### Exercise directions
Which lines of the listing below contain the word "boards"? Find each one and copy it in full. Case counts.

### Supplied records
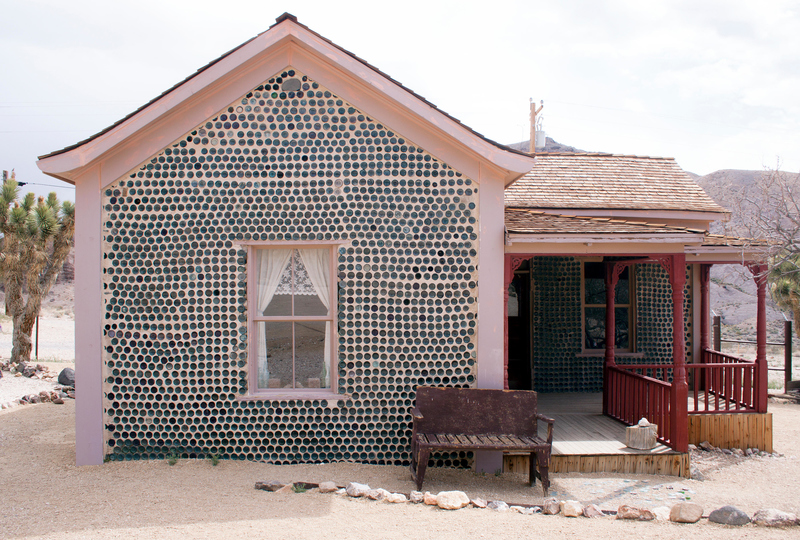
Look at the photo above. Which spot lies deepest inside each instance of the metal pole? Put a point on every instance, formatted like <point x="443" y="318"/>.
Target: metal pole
<point x="787" y="354"/>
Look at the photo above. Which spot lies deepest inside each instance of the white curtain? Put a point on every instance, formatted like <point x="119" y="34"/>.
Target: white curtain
<point x="317" y="263"/>
<point x="270" y="264"/>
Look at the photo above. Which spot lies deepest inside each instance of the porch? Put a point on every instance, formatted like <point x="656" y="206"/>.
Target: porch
<point x="707" y="395"/>
<point x="586" y="441"/>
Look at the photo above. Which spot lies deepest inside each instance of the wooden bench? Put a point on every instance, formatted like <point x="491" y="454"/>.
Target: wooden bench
<point x="479" y="419"/>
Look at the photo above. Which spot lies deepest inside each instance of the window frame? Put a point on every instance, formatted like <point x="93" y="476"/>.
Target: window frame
<point x="631" y="305"/>
<point x="253" y="392"/>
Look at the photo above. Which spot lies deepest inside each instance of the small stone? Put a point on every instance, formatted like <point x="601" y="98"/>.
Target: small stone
<point x="686" y="513"/>
<point x="478" y="503"/>
<point x="452" y="500"/>
<point x="521" y="510"/>
<point x="661" y="513"/>
<point x="396" y="498"/>
<point x="697" y="475"/>
<point x="354" y="489"/>
<point x="628" y="512"/>
<point x="551" y="507"/>
<point x="327" y="487"/>
<point x="772" y="517"/>
<point x="592" y="511"/>
<point x="499" y="506"/>
<point x="571" y="508"/>
<point x="729" y="515"/>
<point x="377" y="494"/>
<point x="416" y="497"/>
<point x="67" y="377"/>
<point x="272" y="485"/>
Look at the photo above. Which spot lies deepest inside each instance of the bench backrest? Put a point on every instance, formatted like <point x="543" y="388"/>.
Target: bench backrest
<point x="474" y="411"/>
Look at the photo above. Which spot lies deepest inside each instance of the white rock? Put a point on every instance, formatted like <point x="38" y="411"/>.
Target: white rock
<point x="772" y="517"/>
<point x="661" y="513"/>
<point x="354" y="489"/>
<point x="429" y="498"/>
<point x="452" y="500"/>
<point x="396" y="498"/>
<point x="592" y="510"/>
<point x="377" y="494"/>
<point x="571" y="508"/>
<point x="327" y="487"/>
<point x="551" y="507"/>
<point x="416" y="497"/>
<point x="686" y="513"/>
<point x="499" y="506"/>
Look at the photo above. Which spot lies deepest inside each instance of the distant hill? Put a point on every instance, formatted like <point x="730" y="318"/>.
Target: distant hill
<point x="550" y="146"/>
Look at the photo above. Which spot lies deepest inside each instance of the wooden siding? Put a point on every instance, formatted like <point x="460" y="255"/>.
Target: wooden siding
<point x="732" y="430"/>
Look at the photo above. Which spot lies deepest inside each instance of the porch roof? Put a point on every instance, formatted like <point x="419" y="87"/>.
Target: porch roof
<point x="608" y="181"/>
<point x="528" y="221"/>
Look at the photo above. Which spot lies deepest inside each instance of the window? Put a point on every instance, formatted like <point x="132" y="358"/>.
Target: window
<point x="594" y="308"/>
<point x="292" y="305"/>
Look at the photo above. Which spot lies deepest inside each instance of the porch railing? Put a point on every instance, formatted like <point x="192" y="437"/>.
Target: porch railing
<point x="636" y="392"/>
<point x="722" y="383"/>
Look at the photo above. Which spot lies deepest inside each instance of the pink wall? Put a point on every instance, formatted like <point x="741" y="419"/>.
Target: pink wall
<point x="88" y="322"/>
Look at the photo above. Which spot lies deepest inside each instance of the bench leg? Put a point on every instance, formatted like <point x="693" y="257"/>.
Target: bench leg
<point x="422" y="465"/>
<point x="542" y="458"/>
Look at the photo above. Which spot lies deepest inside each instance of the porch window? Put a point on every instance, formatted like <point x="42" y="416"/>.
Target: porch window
<point x="594" y="308"/>
<point x="291" y="306"/>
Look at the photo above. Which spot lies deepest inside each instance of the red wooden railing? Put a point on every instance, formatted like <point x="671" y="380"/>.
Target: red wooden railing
<point x="636" y="392"/>
<point x="722" y="384"/>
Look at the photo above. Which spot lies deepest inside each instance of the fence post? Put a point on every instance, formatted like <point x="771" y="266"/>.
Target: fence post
<point x="788" y="331"/>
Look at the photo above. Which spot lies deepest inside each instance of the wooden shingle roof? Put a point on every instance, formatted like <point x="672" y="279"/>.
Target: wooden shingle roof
<point x="527" y="221"/>
<point x="608" y="181"/>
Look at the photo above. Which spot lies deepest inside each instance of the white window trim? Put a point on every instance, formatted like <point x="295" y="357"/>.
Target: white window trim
<point x="629" y="352"/>
<point x="283" y="394"/>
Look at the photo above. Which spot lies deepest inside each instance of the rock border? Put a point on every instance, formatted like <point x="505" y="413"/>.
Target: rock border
<point x="682" y="512"/>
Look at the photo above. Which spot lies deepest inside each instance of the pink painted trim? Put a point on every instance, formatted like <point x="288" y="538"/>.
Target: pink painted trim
<point x="89" y="433"/>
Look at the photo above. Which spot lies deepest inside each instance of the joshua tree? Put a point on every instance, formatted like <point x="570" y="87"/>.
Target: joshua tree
<point x="37" y="237"/>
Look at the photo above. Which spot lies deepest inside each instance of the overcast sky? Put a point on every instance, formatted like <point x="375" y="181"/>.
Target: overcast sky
<point x="714" y="84"/>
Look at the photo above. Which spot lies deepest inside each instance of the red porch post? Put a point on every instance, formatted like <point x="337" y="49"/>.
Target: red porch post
<point x="611" y="278"/>
<point x="679" y="414"/>
<point x="705" y="308"/>
<point x="508" y="278"/>
<point x="760" y="275"/>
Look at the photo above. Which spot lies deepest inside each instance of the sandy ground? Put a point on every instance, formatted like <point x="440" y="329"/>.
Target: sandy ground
<point x="44" y="495"/>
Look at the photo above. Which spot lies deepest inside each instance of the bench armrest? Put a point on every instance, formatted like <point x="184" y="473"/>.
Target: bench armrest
<point x="550" y="423"/>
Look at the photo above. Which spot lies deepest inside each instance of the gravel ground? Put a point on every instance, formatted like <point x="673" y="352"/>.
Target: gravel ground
<point x="44" y="495"/>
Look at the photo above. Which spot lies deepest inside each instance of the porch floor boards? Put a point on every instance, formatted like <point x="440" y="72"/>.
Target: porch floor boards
<point x="582" y="429"/>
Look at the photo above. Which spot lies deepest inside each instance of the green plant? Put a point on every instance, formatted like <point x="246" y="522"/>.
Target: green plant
<point x="37" y="237"/>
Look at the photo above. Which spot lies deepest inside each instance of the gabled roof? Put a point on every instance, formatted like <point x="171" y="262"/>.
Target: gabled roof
<point x="296" y="43"/>
<point x="608" y="181"/>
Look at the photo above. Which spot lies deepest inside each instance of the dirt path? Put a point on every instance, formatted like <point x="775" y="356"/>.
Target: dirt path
<point x="44" y="495"/>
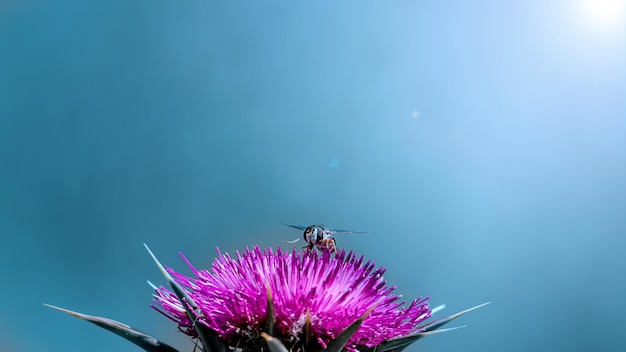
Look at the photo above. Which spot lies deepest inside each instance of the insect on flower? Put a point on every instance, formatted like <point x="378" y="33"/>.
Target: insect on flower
<point x="318" y="236"/>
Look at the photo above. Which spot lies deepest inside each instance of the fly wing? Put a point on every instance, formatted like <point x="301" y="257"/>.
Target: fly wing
<point x="341" y="232"/>
<point x="295" y="226"/>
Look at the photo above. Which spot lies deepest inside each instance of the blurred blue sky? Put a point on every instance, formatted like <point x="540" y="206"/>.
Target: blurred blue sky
<point x="483" y="141"/>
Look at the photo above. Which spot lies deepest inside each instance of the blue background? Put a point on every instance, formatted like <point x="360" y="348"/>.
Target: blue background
<point x="483" y="141"/>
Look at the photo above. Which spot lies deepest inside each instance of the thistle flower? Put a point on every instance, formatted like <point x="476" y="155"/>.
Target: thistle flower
<point x="285" y="301"/>
<point x="314" y="296"/>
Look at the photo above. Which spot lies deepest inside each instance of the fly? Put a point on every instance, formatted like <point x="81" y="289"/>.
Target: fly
<point x="318" y="236"/>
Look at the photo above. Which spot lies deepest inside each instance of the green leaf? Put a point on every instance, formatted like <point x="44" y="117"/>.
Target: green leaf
<point x="147" y="342"/>
<point x="210" y="341"/>
<point x="273" y="343"/>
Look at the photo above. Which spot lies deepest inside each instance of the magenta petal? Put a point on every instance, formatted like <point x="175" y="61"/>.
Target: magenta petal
<point x="334" y="290"/>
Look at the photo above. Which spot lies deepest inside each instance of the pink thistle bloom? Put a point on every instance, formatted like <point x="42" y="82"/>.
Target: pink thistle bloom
<point x="314" y="298"/>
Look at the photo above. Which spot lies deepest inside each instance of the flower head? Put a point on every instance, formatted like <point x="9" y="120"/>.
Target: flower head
<point x="313" y="298"/>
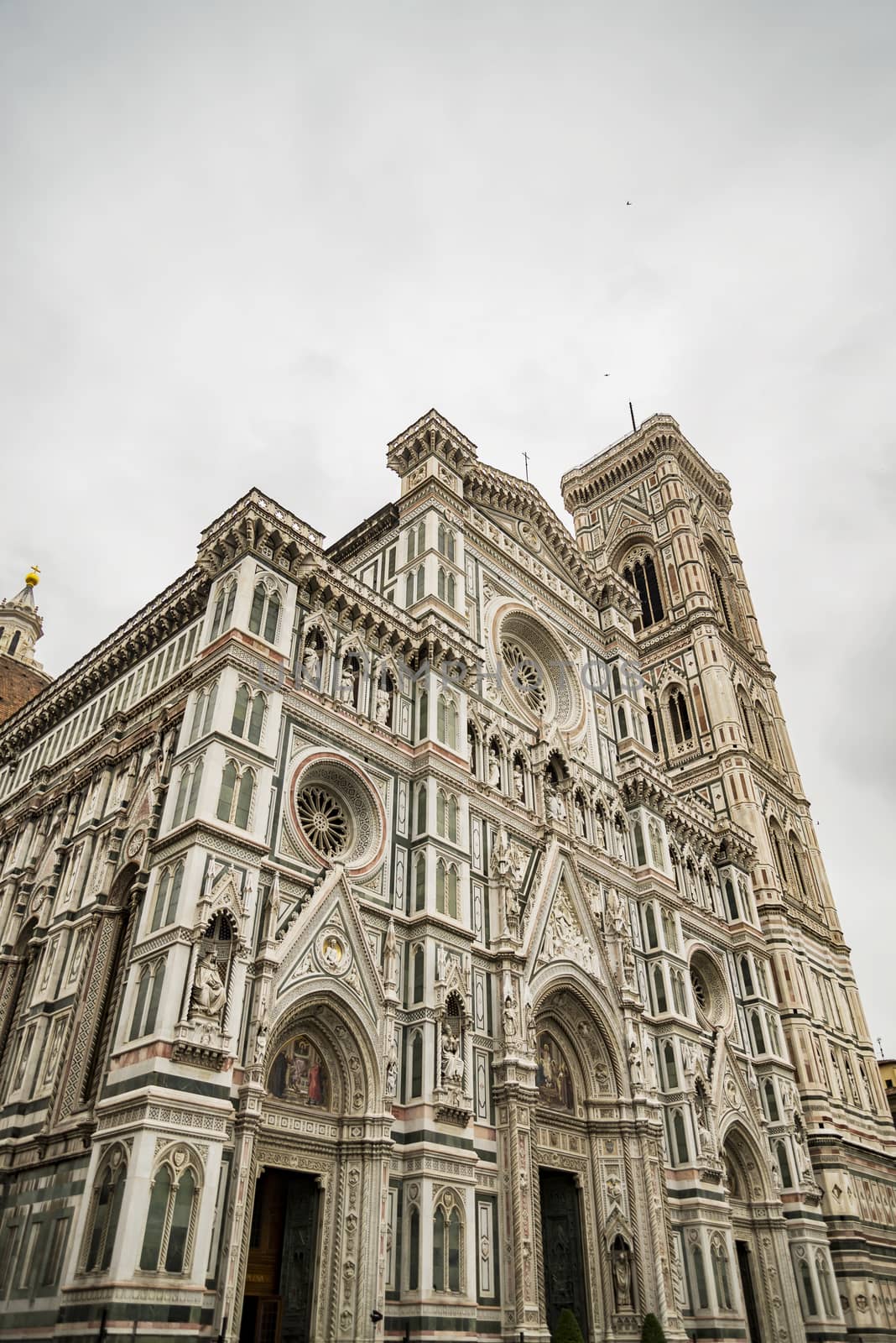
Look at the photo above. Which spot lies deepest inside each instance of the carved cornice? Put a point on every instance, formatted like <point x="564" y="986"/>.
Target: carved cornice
<point x="635" y="454"/>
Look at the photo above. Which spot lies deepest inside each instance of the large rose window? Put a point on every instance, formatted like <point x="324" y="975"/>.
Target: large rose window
<point x="537" y="669"/>
<point x="336" y="813"/>
<point x="324" y="819"/>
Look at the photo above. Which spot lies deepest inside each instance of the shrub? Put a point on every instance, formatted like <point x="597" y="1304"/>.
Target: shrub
<point x="652" y="1330"/>
<point x="568" y="1330"/>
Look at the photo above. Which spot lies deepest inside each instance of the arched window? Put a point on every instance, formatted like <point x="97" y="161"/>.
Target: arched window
<point x="170" y="1220"/>
<point x="642" y="575"/>
<point x="414" y="1251"/>
<point x="416" y="1064"/>
<point x="671" y="1068"/>
<point x="732" y="900"/>
<point x="800" y="866"/>
<point x="235" y="798"/>
<point x="721" y="1273"/>
<point x="188" y="792"/>
<point x="445" y="1246"/>
<point x="167" y="896"/>
<point x="777" y="845"/>
<point x="755" y="1027"/>
<point x="448" y="722"/>
<point x="826" y="1282"/>
<point x="248" y="711"/>
<point x="679" y="718"/>
<point x="150" y="980"/>
<point x="766" y="735"/>
<point x="223" y="609"/>
<point x="808" y="1289"/>
<point x="699" y="1278"/>
<point x="105" y="1210"/>
<point x="264" y="614"/>
<point x="773" y="1114"/>
<point x="651" y="729"/>
<point x="203" y="712"/>
<point x="445" y="541"/>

### Written solution
Look at the photo above. Which spot lies deepest inside each instance of the porch floor boards? Put a point on every instance, formatted like <point x="440" y="72"/>.
Target: porch floor boards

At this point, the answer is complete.